— Directive —
Find every line in the rows that contains the word "number" and copy each of those lines.

Data entries:

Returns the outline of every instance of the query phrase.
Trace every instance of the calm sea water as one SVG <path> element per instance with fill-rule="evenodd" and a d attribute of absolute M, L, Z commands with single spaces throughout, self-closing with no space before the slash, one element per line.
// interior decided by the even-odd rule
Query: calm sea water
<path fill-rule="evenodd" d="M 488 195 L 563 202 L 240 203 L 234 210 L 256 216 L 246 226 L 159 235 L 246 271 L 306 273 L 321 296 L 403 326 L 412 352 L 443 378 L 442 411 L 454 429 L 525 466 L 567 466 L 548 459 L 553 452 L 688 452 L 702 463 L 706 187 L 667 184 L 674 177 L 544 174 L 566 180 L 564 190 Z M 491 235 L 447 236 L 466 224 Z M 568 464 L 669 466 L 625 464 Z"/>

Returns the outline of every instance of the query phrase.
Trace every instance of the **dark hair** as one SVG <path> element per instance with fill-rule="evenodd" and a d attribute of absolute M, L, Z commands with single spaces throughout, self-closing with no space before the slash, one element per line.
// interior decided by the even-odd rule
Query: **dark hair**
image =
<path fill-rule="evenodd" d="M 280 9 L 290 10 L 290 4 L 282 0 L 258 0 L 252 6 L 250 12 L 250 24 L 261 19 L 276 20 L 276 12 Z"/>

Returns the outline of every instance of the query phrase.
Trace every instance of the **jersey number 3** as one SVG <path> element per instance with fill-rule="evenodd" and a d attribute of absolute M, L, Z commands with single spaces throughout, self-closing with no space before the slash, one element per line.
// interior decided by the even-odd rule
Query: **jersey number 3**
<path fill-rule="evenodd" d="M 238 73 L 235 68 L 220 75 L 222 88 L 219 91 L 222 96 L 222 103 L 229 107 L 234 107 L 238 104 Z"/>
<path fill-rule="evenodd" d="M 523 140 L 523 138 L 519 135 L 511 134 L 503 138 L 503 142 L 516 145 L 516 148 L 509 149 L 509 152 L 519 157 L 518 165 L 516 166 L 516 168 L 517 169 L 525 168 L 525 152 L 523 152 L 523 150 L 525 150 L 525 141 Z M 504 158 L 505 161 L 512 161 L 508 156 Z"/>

— Answer to this task —
Trace every instance of the **jersey number 3** as one SVG <path> element per instance with fill-rule="evenodd" and a d attribute of absolute M, L, Z commands with single spaces throughout, self-closing with no space before the slash, one element per line.
Query: **jersey number 3**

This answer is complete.